■ Exercise aim:
Rewrite the records below, substituting "yellow" for "green" and leaving everything else unchanged. Omit the pictures from your answer.

Location identification records:
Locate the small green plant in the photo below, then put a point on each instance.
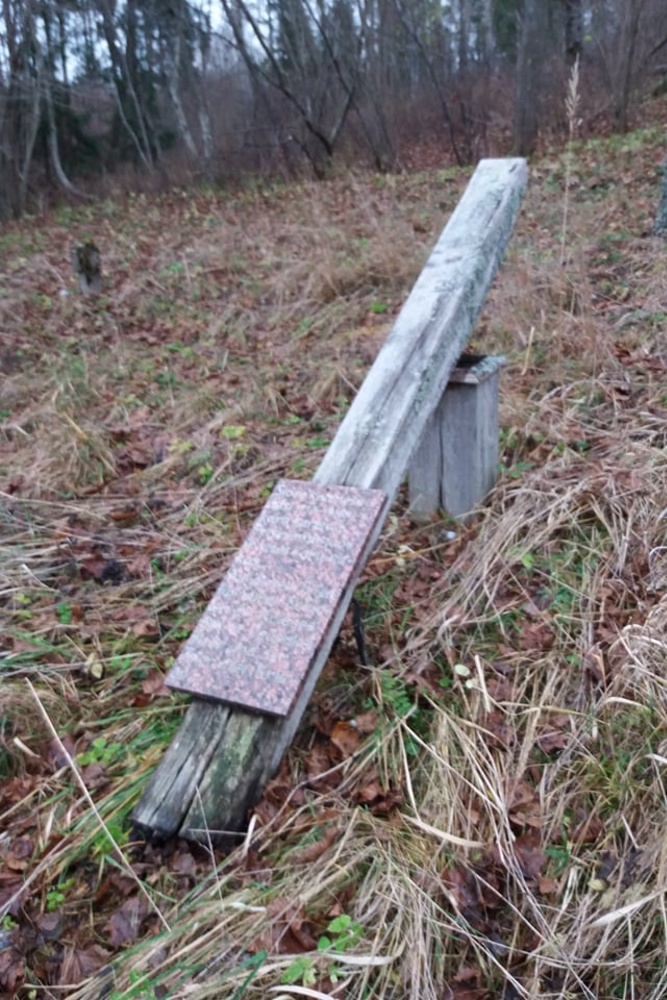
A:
(101, 751)
(342, 934)
(232, 432)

■ Output:
Locate the small yellow plant in the photo below, then put a point on each instance.
A:
(101, 751)
(342, 934)
(232, 432)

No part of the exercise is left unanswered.